SELECTION

= Big mama =

Internet censor in China

Big mama (大妈 (dà mā)) is a Chinese language neologism for an Internet censor on web bulletin board systems in the People's Republic of China.

Big mamas are human censors and moderators on different online platforms who remove politically sensitive information, comments and postings on news forums and chatrooms. The Chinese government also has a team of censors and internet police to monitor internet content; however, it is not possible for them to control the whole internet. Yale Global calls all Chinese censors, including the internet police, big mamas. However, big mamas are generally understood as censors working in the private sector. Private sector companies have a market interest to self-censor their websites and users' comments to fall in line with the Chinese government's internet goals, economic and industrial Chinese development. Private companies use many technologies to censor themselves and their users, one of which is hiring teams of computer workers and programmers, called big mamas, to censor the content of website forums, chatrooms, comment sections and bulletin board systems. Big mamas are prevalent across many companies and have led to a larger discourse on censorship that can be compared to the Western idea of Big Brother on a smaller scale.

==Technology and process==

A study of the site Sina Weibo, a microblogging site, was conducted by BBC to see how quickly censors removed material and gain insight about big mamas. The study concluded many things including that those who are censored often are censored at a faster rate. Around 90% of politically risky content is removed in the first 24 hours, 5% within 8 minutes and 30% in the first half hour. It also concluded just for the site Sina Weibo, a social media platform, there would have to be at least 4,000 monitors if none of the process was automated. The job of big mamas is becoming more automated as technology becomes more advanced.

China has allowed foreign companies to be part of the market and has relied on foreign technologies and companies to maintain censorship.

==Examples==
China has allowed foreign companies to invest and be part of the Chinese internet. In order to maintain a piece of the market these foreign companies, like Yahoo, follow Chinese censorship regulations, often by hiring big mamas to monitor bulletin board content.

Location identification items
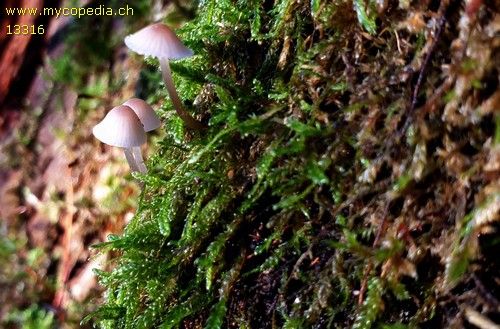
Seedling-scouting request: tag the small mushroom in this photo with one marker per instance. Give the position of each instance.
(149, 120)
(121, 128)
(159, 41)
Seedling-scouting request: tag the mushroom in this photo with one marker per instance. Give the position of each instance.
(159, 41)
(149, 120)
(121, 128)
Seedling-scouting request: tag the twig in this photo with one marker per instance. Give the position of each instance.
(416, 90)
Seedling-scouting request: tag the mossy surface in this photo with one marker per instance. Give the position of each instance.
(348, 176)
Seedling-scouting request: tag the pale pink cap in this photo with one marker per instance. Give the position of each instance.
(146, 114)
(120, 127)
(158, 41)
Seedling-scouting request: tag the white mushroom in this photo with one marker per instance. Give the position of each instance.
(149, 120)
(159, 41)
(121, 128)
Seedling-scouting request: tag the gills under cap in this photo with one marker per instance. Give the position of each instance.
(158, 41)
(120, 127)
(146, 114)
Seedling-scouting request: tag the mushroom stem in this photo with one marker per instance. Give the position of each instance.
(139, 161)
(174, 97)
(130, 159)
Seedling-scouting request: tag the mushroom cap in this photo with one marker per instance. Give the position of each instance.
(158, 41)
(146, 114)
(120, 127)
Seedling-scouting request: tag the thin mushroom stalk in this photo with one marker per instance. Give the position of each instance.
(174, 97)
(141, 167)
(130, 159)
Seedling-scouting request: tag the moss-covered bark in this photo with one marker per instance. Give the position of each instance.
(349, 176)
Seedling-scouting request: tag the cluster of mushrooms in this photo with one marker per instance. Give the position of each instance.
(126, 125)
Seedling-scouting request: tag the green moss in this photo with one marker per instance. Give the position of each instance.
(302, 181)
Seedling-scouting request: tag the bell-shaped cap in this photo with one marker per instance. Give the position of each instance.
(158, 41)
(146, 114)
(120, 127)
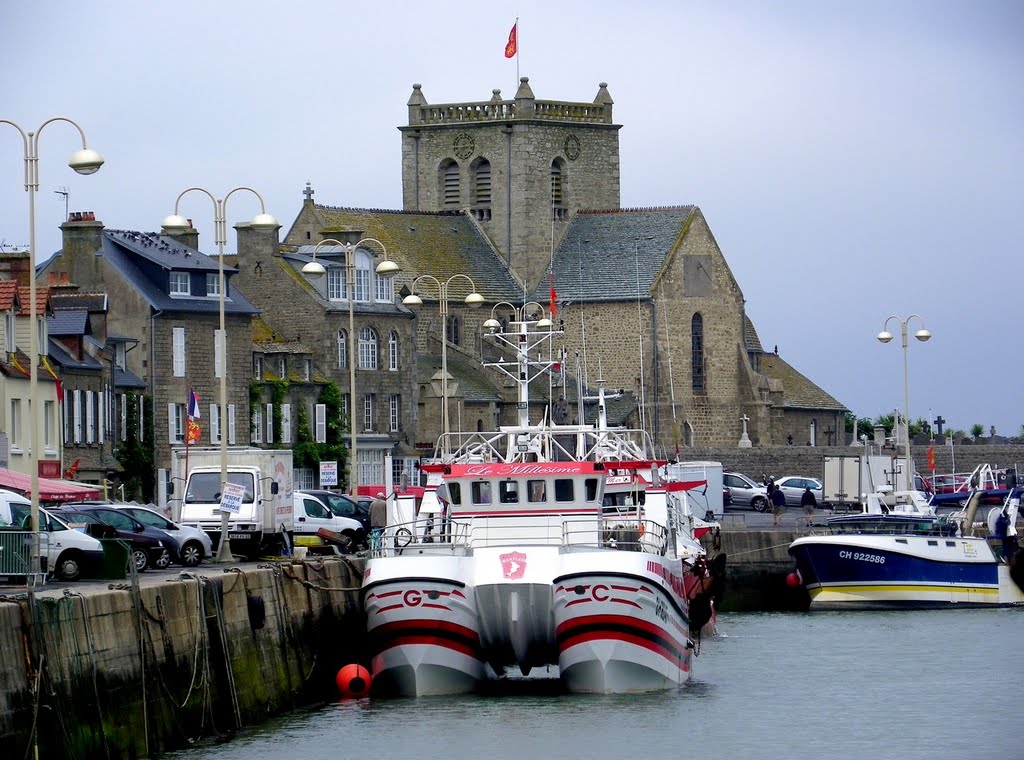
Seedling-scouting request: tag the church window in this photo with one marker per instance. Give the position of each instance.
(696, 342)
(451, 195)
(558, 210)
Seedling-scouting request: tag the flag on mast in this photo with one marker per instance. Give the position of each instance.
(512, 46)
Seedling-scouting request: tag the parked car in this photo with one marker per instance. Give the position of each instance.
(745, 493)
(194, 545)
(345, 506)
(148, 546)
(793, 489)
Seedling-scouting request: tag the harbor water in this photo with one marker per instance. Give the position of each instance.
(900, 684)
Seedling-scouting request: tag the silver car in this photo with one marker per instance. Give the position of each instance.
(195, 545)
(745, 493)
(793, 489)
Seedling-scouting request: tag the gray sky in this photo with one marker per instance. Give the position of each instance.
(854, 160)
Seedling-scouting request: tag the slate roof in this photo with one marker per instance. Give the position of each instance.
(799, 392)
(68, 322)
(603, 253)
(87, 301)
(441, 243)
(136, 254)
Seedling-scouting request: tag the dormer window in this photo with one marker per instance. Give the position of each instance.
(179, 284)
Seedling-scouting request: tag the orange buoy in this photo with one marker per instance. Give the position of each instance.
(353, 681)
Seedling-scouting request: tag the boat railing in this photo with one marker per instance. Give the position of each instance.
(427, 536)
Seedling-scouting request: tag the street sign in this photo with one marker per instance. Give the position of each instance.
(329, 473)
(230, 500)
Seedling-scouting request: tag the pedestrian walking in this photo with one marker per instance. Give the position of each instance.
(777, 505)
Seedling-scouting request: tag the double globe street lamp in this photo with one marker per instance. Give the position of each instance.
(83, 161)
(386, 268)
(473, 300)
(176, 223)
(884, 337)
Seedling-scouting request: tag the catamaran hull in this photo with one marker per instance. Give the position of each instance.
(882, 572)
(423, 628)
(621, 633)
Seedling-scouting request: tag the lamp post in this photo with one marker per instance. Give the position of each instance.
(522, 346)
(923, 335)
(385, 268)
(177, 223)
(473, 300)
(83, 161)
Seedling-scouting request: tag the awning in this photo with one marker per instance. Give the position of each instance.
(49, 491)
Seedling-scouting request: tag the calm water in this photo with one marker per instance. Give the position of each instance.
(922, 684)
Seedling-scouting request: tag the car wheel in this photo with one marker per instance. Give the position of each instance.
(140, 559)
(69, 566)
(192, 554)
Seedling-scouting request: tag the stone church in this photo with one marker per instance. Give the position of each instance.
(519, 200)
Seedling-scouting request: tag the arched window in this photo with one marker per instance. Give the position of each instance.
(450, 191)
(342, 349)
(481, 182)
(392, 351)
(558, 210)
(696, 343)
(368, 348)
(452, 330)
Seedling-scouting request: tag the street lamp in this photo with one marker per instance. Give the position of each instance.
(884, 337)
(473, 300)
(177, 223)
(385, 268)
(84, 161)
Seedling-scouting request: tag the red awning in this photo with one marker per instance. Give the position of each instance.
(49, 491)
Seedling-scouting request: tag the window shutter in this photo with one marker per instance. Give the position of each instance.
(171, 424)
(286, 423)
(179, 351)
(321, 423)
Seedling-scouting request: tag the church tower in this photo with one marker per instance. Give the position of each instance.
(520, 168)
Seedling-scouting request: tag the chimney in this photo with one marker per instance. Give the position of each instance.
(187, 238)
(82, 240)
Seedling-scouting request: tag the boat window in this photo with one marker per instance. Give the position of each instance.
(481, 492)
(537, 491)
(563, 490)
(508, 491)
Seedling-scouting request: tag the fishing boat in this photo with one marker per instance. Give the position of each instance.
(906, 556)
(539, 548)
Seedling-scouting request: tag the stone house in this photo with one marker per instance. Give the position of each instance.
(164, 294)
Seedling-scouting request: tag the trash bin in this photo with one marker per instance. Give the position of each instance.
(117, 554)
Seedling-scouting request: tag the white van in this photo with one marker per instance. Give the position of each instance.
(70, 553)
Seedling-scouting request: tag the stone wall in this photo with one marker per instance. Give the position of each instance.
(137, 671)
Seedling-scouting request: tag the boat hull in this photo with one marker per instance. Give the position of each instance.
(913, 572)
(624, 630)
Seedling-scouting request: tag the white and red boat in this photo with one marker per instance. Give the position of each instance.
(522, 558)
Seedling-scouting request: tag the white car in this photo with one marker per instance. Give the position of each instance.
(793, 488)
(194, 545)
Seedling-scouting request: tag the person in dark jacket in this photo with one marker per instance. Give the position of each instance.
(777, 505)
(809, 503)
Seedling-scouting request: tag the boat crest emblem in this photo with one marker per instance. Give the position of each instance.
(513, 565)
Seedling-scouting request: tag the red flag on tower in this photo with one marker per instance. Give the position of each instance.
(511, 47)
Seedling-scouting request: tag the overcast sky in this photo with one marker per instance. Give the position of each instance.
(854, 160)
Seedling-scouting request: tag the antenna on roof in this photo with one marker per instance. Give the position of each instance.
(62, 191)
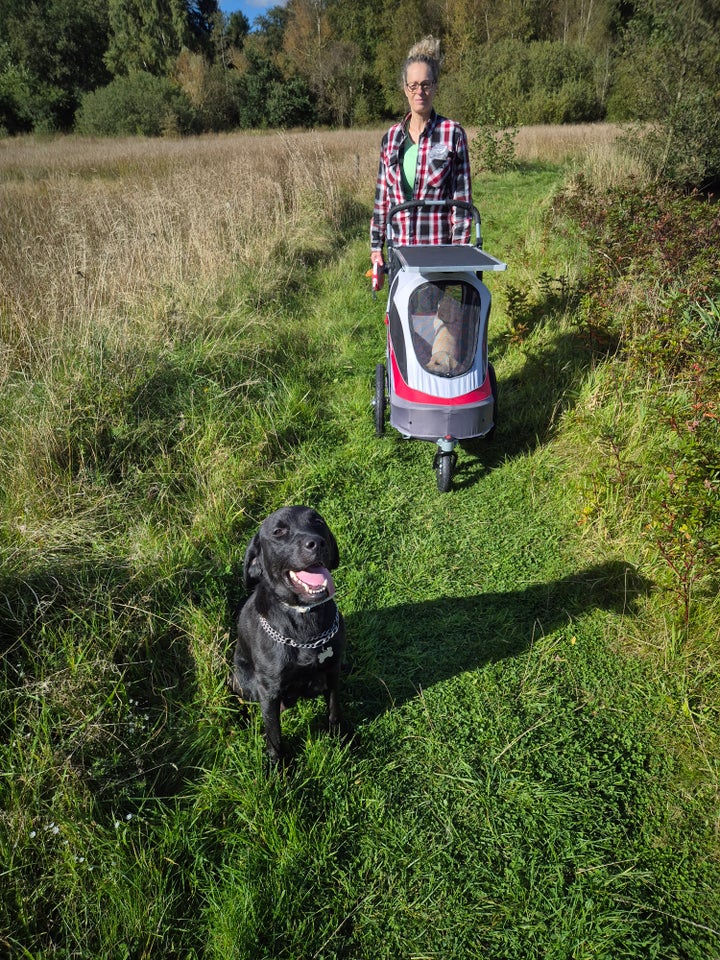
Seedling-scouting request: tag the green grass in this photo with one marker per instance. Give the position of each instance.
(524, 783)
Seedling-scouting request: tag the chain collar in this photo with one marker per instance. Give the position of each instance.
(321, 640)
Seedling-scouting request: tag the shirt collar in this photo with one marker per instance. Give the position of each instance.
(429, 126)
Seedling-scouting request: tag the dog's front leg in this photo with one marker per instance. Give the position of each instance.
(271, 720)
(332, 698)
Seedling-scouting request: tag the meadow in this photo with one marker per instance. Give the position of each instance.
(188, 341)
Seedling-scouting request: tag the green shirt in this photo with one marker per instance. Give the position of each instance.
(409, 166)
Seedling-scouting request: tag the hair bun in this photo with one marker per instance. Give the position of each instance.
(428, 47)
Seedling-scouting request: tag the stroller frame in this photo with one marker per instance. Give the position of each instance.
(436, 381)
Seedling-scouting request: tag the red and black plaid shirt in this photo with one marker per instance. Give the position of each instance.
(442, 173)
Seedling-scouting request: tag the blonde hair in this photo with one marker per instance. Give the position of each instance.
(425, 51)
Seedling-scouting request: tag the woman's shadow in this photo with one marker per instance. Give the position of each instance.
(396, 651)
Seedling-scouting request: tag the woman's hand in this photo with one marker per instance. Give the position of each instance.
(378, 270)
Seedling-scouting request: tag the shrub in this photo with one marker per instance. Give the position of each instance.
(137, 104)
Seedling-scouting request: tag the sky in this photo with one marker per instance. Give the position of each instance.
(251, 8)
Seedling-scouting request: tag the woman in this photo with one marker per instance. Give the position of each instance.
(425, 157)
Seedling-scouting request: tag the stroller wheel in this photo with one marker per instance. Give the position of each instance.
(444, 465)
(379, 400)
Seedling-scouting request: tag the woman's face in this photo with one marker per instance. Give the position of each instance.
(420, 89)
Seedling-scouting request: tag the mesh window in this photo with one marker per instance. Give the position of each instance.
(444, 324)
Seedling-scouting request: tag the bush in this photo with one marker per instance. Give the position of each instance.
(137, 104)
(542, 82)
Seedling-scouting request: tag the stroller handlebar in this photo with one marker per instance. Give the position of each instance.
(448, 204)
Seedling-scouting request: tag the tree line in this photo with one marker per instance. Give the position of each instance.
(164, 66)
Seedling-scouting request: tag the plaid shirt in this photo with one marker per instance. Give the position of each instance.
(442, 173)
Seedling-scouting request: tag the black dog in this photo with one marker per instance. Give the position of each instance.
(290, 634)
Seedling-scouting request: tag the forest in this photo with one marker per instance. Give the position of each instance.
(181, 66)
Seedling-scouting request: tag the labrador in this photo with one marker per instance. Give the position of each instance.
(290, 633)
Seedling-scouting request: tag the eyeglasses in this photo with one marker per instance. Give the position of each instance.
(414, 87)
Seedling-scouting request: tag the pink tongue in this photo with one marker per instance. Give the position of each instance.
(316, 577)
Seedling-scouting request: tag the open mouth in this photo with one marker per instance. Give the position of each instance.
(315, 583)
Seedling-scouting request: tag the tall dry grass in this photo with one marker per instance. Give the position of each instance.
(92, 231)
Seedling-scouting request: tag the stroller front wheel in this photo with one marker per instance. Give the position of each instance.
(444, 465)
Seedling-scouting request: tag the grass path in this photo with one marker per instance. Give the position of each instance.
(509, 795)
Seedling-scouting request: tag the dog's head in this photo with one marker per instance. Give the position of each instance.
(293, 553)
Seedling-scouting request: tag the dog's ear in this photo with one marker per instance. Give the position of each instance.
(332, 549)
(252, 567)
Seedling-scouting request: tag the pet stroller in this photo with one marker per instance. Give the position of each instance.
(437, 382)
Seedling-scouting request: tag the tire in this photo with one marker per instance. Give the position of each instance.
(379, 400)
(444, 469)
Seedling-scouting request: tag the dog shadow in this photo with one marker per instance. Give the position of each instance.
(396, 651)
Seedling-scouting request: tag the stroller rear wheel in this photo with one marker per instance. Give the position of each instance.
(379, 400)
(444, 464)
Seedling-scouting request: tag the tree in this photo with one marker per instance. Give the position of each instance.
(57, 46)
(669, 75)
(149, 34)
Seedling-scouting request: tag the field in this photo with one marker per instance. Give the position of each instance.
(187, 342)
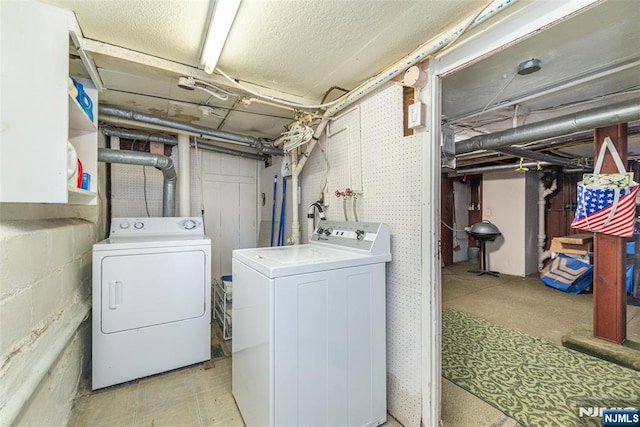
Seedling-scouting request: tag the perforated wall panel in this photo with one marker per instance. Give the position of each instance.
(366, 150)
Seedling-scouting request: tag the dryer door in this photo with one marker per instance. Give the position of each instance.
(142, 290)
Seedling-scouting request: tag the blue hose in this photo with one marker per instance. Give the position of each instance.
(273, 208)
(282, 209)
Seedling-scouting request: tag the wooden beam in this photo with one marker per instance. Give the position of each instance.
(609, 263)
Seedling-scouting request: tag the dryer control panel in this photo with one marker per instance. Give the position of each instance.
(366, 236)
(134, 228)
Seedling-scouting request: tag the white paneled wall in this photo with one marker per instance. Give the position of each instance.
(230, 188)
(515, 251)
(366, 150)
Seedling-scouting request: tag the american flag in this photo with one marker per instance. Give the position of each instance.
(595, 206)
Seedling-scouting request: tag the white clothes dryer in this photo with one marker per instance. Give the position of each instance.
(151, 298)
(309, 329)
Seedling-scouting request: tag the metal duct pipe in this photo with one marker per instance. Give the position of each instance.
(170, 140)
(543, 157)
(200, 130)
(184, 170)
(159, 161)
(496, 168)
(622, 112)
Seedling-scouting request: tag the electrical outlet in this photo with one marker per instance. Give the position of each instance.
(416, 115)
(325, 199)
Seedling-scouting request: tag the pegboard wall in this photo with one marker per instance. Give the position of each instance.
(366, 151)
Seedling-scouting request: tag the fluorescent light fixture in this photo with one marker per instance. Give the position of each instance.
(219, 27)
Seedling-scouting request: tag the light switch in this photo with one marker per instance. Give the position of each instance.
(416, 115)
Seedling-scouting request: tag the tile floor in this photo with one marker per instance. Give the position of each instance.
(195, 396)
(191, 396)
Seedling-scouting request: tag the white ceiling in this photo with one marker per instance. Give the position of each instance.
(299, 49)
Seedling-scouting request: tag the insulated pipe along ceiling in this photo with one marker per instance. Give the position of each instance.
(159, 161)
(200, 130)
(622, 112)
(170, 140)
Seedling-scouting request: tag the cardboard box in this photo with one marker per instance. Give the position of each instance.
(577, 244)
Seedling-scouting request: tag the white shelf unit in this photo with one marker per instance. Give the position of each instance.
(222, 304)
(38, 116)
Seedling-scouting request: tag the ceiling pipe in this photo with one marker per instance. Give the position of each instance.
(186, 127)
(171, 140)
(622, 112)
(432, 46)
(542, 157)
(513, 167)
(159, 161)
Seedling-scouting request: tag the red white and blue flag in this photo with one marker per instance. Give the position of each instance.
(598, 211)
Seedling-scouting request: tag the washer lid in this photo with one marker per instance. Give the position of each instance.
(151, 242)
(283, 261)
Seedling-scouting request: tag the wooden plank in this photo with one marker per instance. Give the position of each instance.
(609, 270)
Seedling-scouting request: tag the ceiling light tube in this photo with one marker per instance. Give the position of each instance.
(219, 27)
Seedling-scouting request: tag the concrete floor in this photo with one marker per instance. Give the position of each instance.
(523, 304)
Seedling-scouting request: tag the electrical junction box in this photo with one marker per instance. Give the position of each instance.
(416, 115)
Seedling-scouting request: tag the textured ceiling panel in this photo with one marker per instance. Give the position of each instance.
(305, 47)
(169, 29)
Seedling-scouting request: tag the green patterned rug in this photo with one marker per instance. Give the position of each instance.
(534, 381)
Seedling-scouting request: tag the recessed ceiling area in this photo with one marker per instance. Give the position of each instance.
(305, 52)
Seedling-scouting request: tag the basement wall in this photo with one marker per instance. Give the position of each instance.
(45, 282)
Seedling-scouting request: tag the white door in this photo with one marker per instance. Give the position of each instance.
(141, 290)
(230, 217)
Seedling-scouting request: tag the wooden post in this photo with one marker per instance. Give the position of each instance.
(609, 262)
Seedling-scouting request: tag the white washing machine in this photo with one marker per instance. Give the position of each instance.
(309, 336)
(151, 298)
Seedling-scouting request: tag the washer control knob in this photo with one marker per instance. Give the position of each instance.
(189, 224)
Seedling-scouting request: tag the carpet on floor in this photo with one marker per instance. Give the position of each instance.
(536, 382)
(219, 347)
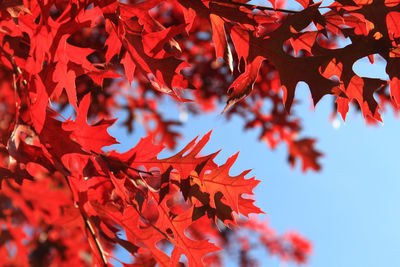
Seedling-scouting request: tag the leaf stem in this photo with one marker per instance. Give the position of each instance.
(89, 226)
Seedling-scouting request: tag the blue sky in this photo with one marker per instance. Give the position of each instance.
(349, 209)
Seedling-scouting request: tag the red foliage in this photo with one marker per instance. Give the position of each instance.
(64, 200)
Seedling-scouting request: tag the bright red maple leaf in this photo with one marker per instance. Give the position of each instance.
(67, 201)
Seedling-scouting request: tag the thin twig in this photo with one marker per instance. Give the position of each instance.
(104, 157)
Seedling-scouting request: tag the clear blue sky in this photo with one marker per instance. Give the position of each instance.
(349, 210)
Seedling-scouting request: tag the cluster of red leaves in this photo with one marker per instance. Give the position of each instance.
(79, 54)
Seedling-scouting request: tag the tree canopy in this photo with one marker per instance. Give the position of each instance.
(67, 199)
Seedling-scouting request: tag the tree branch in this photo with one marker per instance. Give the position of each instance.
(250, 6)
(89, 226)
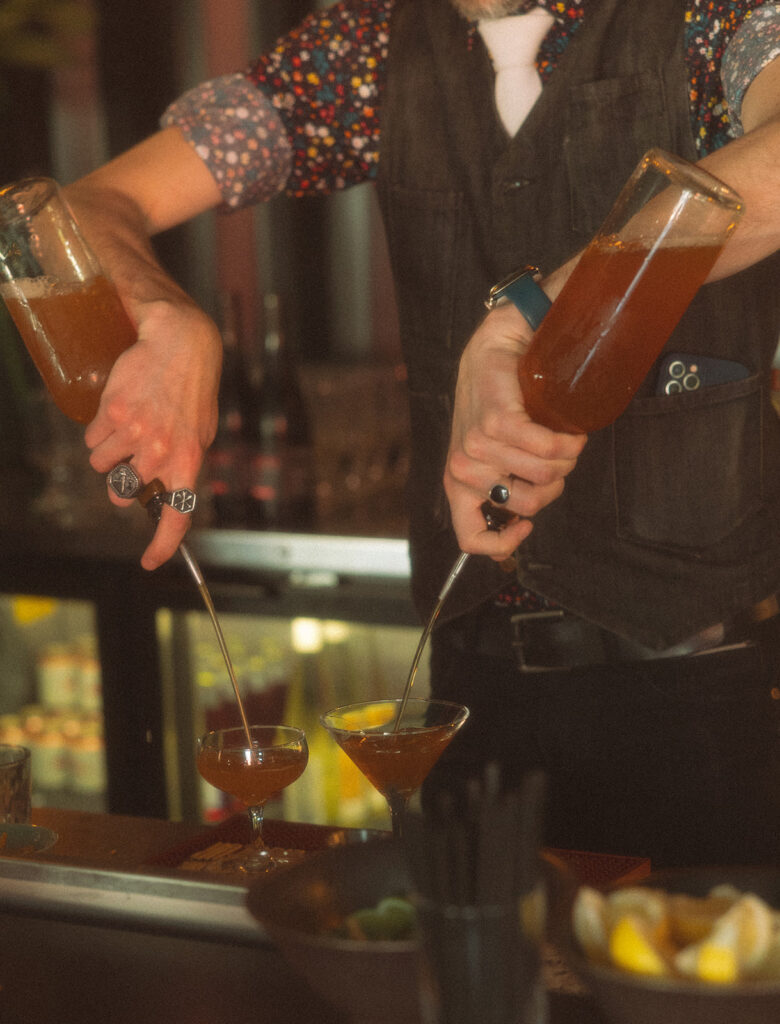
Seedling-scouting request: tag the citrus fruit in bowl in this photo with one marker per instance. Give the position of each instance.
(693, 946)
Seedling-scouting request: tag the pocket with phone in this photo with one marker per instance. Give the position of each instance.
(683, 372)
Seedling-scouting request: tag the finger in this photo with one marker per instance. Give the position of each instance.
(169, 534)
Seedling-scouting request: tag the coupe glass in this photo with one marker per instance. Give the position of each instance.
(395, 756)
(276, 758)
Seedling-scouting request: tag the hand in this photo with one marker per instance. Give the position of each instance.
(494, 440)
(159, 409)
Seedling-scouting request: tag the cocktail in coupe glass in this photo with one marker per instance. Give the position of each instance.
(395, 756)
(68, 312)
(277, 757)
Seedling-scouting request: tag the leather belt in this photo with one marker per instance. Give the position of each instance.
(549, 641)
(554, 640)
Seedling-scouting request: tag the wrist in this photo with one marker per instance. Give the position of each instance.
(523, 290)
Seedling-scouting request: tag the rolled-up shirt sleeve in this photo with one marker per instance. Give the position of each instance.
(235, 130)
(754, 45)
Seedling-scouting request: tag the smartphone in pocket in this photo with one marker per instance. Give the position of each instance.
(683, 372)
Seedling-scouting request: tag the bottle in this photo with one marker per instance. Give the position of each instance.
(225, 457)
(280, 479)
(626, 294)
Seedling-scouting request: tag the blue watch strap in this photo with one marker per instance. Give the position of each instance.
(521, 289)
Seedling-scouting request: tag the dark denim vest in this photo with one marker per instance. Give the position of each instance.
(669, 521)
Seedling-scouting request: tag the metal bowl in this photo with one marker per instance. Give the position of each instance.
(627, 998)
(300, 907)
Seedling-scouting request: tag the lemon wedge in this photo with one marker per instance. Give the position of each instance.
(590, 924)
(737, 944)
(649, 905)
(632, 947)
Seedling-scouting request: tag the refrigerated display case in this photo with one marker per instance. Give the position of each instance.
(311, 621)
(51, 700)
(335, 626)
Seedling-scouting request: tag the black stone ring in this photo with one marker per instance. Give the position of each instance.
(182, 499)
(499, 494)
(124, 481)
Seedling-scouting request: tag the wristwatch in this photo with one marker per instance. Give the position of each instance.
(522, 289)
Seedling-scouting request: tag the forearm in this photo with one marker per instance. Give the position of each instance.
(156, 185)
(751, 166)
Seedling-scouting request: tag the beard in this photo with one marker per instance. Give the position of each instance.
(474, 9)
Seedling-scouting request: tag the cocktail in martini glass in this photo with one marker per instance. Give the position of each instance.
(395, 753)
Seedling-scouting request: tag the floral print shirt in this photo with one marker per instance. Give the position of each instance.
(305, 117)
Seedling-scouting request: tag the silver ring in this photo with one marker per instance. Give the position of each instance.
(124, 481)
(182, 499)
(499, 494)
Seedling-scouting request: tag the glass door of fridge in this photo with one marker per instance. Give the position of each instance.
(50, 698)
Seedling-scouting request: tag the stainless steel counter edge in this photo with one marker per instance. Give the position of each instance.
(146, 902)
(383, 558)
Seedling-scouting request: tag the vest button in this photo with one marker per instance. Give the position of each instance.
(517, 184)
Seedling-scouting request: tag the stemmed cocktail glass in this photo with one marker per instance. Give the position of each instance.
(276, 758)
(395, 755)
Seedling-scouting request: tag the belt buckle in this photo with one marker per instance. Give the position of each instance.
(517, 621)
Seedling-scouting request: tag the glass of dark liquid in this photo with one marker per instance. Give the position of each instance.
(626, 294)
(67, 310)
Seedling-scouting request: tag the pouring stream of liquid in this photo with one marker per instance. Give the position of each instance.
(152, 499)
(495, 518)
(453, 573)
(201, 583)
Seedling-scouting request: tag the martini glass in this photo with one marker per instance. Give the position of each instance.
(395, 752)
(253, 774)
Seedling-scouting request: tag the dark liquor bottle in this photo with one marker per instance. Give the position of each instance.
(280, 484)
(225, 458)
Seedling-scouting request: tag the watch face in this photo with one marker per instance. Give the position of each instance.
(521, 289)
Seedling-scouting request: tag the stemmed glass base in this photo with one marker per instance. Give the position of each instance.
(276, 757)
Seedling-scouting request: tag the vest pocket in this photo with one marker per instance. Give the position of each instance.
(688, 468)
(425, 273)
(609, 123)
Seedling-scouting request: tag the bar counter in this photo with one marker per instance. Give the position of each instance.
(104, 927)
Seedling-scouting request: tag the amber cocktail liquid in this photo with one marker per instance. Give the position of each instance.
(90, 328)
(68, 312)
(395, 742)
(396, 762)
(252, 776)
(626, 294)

EXERCISES
• 1. List each percentage the article on big mamas gives for how much politically risky content is removed, along with the time frame for each.
• 2. According to the article on big mamas, how many monitors would Sina Weibo need if none of the process were automated?
• 3. Please carry on the article on big mamas from its last sentence.
The entries aren't needed for any of this.

OUTPUTS
• 1.
- 90%: within the first 24 hours
- 5%: within 8 minutes
- 30%: within the first half hour

• 2. At least 4,000.

• 3.
Yahoo is the most common example of a private company in China that uses big mamas. The chatrooms are censored in real time; when someone posts a politically risky comment big mamas send them an email warning from Yahoo and their post cannot be seen by others. Yahoo in 2002 signed a Public Pledge on Self-discipline (known as The Pledge) promising to regulate chatrooms in line with the Chinese governments laws and regulations. Approximately 300 other companies signed this pledge, many of which also use big mamas and other technologies to censor users and information. All chatrooms and bulletin board systems and news agencies in Chinese cyberspace have a big mama that decide what content is acceptable and what content needs removed.

==Self-censorship==
The role of big mamas can be compared to the western concept of Big Brother. The pressure of self-regulation on private web companies from the government and market encourages them to self-censor and censor their users. The Pledge is an example of self-discipline and censorship that has been codified and signed by many web companies in China. The Pledge promised to remove harmful information from the internet.

The censorship by companies of their chatrooms and bulletin boards has led their users to censor themselves to avoid being censored or punished. Lokman Tsui, who has written about big mamas, calls this concept the digital panopticon. Every level of a network regulates itself and censors the level below; this works all the way down to big mamas who moderate chatrooms down to users who regulate each-other's behavior.

Big mama has created a discourse of self-censorship and control; as Lokman Tsui wrote "Big Mama is watching you". When users censor themselves at a smaller level it is more effective than direct censorship from the top. Big mamas have led to both societal and self-censorship that is beyond government-controlled top-down censorship.

==Etymology==
The name is derived from the name for the wife of the eldest uncle, who in traditional Chinese families has the responsibility to take care of everyone. Big mamas act quite openly and are not reluctant to admit the fact that they are censoring and why they are doing so. The actions of big mamas are generally taken more with annoyance and amusement than with alarm, and there is often some humorous bantering with big mama.

==See also==
- 50 Cent Party
- Big Brother (1984)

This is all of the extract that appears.